### [Brief]
Write out all of the data below word for word, but leave the pictures out.

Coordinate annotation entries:

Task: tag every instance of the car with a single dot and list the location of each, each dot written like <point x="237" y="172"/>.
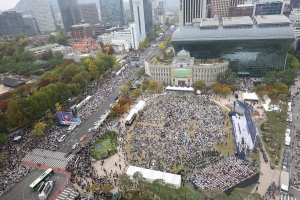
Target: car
<point x="62" y="138"/>
<point x="67" y="154"/>
<point x="75" y="146"/>
<point x="82" y="138"/>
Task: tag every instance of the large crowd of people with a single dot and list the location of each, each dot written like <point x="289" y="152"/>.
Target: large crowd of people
<point x="224" y="174"/>
<point x="172" y="129"/>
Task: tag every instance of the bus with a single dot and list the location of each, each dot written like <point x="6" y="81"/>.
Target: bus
<point x="35" y="185"/>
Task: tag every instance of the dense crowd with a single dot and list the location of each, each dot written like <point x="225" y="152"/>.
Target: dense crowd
<point x="167" y="135"/>
<point x="224" y="174"/>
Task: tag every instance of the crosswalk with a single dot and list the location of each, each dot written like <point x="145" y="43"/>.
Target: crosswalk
<point x="67" y="194"/>
<point x="286" y="197"/>
<point x="47" y="157"/>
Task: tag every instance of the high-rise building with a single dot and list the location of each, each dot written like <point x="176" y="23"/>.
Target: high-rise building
<point x="31" y="21"/>
<point x="142" y="11"/>
<point x="191" y="9"/>
<point x="89" y="13"/>
<point x="159" y="10"/>
<point x="112" y="11"/>
<point x="255" y="45"/>
<point x="11" y="23"/>
<point x="268" y="8"/>
<point x="43" y="15"/>
<point x="70" y="13"/>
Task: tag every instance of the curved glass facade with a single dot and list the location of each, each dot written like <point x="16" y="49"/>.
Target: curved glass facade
<point x="257" y="54"/>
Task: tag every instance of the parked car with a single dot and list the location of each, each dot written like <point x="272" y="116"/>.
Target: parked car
<point x="75" y="146"/>
<point x="67" y="154"/>
<point x="62" y="138"/>
<point x="82" y="138"/>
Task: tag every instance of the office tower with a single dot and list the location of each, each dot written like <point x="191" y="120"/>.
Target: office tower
<point x="70" y="13"/>
<point x="191" y="9"/>
<point x="159" y="8"/>
<point x="112" y="11"/>
<point x="89" y="13"/>
<point x="246" y="42"/>
<point x="43" y="15"/>
<point x="31" y="21"/>
<point x="268" y="8"/>
<point x="142" y="11"/>
<point x="11" y="23"/>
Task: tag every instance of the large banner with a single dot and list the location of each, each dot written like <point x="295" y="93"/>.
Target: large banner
<point x="65" y="118"/>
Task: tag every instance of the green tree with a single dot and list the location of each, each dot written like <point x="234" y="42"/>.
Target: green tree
<point x="3" y="138"/>
<point x="39" y="129"/>
<point x="125" y="89"/>
<point x="27" y="56"/>
<point x="58" y="55"/>
<point x="200" y="85"/>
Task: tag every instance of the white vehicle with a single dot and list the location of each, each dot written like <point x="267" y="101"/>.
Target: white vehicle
<point x="62" y="138"/>
<point x="284" y="182"/>
<point x="75" y="146"/>
<point x="46" y="191"/>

### [Task answer]
Task: tag every instance of the car with a single dot and list the location of each, each dot written like <point x="237" y="172"/>.
Target: car
<point x="62" y="138"/>
<point x="67" y="154"/>
<point x="75" y="146"/>
<point x="82" y="138"/>
Task: tag every instance of the large crowd of people with a single dot and list the location of each, each dot written like <point x="289" y="152"/>.
Target: large crowd of people
<point x="224" y="174"/>
<point x="172" y="129"/>
Task: tag every instance of the bus with a single dot and list the location of each, each dot written like <point x="6" y="81"/>.
Target: bus
<point x="35" y="185"/>
Task: tag every instance of the dense crowd with a single dot and list the location of each, each dot written like <point x="225" y="152"/>.
Target: dense crowd
<point x="167" y="135"/>
<point x="224" y="174"/>
Task: tag every instance of the crosswalk with a single dot and list the location of each, each dot written like <point x="145" y="43"/>.
Target: crosswalk
<point x="67" y="194"/>
<point x="286" y="197"/>
<point x="47" y="157"/>
Task: tag every instance of the high-rise building with a single dot and list the location of each, each dot written like <point x="176" y="23"/>.
Target: high-rise building
<point x="31" y="21"/>
<point x="142" y="11"/>
<point x="191" y="9"/>
<point x="89" y="13"/>
<point x="159" y="10"/>
<point x="112" y="11"/>
<point x="255" y="45"/>
<point x="11" y="23"/>
<point x="268" y="8"/>
<point x="43" y="15"/>
<point x="70" y="13"/>
Task: tag every instance of the curved glass facade with a single dot and list the location of each, each dot written like <point x="16" y="49"/>.
Target: curved glass facade
<point x="257" y="54"/>
Task: tag every instance of the parked car with a single dot and list the location of each, each dot written like <point x="272" y="116"/>.
Target: parked car
<point x="75" y="146"/>
<point x="67" y="154"/>
<point x="62" y="138"/>
<point x="82" y="138"/>
Task: tag every instance of the office tower with a single dot and list the location of each, each dot written like <point x="191" y="120"/>.
Target: office tower
<point x="70" y="13"/>
<point x="191" y="9"/>
<point x="159" y="8"/>
<point x="112" y="11"/>
<point x="89" y="13"/>
<point x="246" y="42"/>
<point x="43" y="15"/>
<point x="31" y="21"/>
<point x="268" y="8"/>
<point x="142" y="11"/>
<point x="11" y="23"/>
Task: tag every instance of the large banner with a single dot and list the location of each, each dot written like <point x="295" y="93"/>.
Target: large banner
<point x="65" y="118"/>
Task: tag every instance of the green tree with a single dot and list the location of each, each dot written like <point x="234" y="42"/>.
Target: green tree
<point x="3" y="138"/>
<point x="39" y="129"/>
<point x="125" y="89"/>
<point x="27" y="56"/>
<point x="58" y="55"/>
<point x="200" y="85"/>
Task: tag every instance of the white vehicle with a single dot and list the location of each, each dot written like <point x="267" y="101"/>.
Target: white vehicle
<point x="62" y="138"/>
<point x="284" y="182"/>
<point x="75" y="146"/>
<point x="46" y="191"/>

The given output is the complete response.